> _Directions_
Convert the entries below into a two-column CSV with the headers instruction and response. Give one row per entry, with its text under instruction and its answer under response. Put each value in a single quoted field and replace every line break with a space.

> _Data rows_
>> Begin
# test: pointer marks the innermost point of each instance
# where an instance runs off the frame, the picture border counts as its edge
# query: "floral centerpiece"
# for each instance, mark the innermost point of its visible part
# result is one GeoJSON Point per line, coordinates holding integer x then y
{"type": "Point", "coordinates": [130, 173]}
>> End
> _Solved exercise_
instruction,response
"# test: pointer marks the innermost point of each instance # where an instance runs off the frame, the picture border counts as its edge # query: ""floral centerpiece"" # for each instance, mark the innermost point of its visible part # result is one GeoJSON Point per line, coordinates holding integer x then y","{""type"": ""Point"", ""coordinates"": [130, 173]}"